§ **THE REQUEST**
Return each line of the listing below that contains the word "mountain".

■ ■ ■ ■ ■ ■ ■

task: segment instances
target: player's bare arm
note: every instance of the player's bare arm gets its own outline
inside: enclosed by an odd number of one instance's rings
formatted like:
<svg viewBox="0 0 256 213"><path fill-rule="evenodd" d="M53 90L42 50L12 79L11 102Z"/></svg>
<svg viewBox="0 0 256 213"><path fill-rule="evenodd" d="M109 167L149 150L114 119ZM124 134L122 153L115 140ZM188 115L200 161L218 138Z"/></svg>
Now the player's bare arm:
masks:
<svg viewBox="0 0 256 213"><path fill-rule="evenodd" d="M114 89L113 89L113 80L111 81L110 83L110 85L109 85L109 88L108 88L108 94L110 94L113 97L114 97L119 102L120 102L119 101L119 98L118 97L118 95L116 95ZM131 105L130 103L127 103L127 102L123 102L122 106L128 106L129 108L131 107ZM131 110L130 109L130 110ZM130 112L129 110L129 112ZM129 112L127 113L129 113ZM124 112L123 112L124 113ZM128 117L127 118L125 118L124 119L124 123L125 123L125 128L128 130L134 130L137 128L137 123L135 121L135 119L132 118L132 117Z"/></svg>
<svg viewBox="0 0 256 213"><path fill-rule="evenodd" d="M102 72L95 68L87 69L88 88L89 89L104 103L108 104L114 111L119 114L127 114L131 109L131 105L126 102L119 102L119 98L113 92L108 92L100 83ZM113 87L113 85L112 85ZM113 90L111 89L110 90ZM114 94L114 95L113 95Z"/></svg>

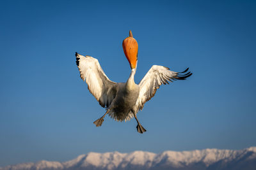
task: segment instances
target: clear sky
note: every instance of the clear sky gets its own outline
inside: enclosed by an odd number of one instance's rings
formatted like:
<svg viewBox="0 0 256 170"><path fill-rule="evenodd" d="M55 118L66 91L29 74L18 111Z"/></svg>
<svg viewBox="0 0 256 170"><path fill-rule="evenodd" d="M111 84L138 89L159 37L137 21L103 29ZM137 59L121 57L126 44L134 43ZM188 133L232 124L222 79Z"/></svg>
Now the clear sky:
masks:
<svg viewBox="0 0 256 170"><path fill-rule="evenodd" d="M0 166L65 161L89 152L159 153L256 146L255 1L1 1ZM138 83L153 64L185 81L162 85L138 117L104 113L79 78L75 52L98 59L111 80L139 45Z"/></svg>

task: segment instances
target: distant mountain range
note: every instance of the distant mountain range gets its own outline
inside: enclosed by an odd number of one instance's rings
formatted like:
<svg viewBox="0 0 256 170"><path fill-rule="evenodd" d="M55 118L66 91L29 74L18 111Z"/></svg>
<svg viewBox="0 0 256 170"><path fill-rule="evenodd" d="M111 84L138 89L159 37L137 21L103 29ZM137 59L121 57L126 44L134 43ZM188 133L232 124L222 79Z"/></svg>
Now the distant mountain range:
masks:
<svg viewBox="0 0 256 170"><path fill-rule="evenodd" d="M135 151L90 152L65 162L41 160L0 167L0 170L255 170L256 147L241 150L205 149L165 151L156 154Z"/></svg>

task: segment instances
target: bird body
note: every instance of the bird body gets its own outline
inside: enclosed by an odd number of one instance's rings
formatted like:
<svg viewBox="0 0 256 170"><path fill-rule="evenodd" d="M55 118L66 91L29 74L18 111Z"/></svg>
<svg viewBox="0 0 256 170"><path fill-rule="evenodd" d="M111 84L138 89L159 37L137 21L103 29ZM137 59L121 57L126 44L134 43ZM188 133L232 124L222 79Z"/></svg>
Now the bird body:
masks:
<svg viewBox="0 0 256 170"><path fill-rule="evenodd" d="M127 121L134 117L137 121L138 132L143 133L146 130L137 118L137 113L141 110L144 104L156 94L162 84L176 80L185 80L192 73L186 73L188 68L181 73L170 71L169 68L153 66L138 85L134 82L137 67L138 44L130 31L129 37L123 41L125 56L130 63L131 72L125 83L116 83L111 81L104 73L98 60L90 56L83 56L76 53L76 63L80 76L86 81L90 92L106 108L105 114L93 123L101 126L104 118L108 114L117 121Z"/></svg>

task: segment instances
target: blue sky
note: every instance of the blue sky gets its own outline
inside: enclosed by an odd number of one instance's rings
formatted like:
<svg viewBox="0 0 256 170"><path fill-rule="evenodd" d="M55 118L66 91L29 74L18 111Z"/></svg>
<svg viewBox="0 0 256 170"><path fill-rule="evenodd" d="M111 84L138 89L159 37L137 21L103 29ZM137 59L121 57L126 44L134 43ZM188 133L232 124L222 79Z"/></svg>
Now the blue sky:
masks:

■ ■ ■ ■ ■ ■ ■

§ **SOLUTION TO THIS TASK**
target: distant mountain range
note: every instance of the distant mountain range gets its own outline
Now the distant mountain range:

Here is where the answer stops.